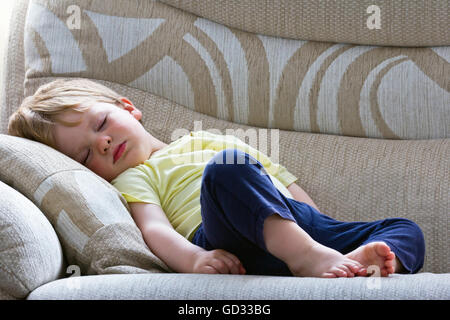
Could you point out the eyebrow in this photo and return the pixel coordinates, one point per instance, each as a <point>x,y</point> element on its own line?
<point>89,125</point>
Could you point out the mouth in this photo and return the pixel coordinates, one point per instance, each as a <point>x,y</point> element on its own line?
<point>118,151</point>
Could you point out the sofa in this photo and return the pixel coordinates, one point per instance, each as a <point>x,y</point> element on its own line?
<point>352,97</point>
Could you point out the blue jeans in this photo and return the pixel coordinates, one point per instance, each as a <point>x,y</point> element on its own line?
<point>237,196</point>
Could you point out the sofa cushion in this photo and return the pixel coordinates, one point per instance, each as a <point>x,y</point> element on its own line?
<point>246,78</point>
<point>30,253</point>
<point>420,286</point>
<point>90,216</point>
<point>344,21</point>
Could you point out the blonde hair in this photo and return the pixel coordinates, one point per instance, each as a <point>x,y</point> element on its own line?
<point>38,113</point>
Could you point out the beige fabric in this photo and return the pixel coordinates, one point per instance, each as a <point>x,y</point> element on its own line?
<point>412,23</point>
<point>90,217</point>
<point>13,73</point>
<point>30,252</point>
<point>246,78</point>
<point>351,179</point>
<point>420,286</point>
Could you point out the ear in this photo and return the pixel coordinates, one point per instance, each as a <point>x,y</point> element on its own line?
<point>129,106</point>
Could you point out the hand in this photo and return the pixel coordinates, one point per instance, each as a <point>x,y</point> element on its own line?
<point>217,261</point>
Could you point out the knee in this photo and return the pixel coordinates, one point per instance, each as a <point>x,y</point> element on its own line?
<point>229,163</point>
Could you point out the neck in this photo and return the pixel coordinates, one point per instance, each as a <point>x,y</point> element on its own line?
<point>155,145</point>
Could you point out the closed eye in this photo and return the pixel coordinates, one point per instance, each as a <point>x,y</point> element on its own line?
<point>103,123</point>
<point>87,156</point>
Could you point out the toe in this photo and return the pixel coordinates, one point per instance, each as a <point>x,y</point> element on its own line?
<point>339,272</point>
<point>329,275</point>
<point>382,249</point>
<point>354,267</point>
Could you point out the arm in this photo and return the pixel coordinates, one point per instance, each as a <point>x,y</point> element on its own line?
<point>176,251</point>
<point>300,195</point>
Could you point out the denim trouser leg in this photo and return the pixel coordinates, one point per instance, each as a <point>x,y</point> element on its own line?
<point>237,196</point>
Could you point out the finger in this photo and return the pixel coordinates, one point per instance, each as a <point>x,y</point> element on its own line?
<point>232,265</point>
<point>237,262</point>
<point>209,270</point>
<point>233,262</point>
<point>220,266</point>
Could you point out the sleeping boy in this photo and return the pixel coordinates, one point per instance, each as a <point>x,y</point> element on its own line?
<point>210,203</point>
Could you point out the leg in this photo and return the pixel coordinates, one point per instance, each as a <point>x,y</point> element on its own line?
<point>236,199</point>
<point>394,245</point>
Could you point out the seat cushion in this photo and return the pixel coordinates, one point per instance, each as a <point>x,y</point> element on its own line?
<point>243,287</point>
<point>89,215</point>
<point>30,252</point>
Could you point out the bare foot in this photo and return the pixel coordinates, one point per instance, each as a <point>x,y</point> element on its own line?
<point>375,254</point>
<point>324,262</point>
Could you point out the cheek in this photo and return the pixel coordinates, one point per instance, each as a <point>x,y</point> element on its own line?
<point>100,169</point>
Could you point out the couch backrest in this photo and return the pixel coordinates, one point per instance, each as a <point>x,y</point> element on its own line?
<point>255,79</point>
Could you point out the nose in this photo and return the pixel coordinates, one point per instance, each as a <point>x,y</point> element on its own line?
<point>103,144</point>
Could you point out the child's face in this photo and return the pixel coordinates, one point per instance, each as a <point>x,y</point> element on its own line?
<point>108,139</point>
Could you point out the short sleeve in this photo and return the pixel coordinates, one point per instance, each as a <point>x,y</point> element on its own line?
<point>135,186</point>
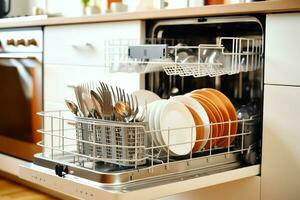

====

Given request:
Copy out the lines from the first one through the line containing "<point>118,151</point>", inclusive, omitting the pictures.

Exercise result:
Could you point out the eyebrow in this photo and return the pixel coordinates, one point per instance, each as a <point>x,y</point> element on its own line?
<point>89,125</point>
Could you point out the mouth in this photo and return the pixel coordinates, one point per instance, each as a <point>x,y</point> element on its own line?
<point>118,151</point>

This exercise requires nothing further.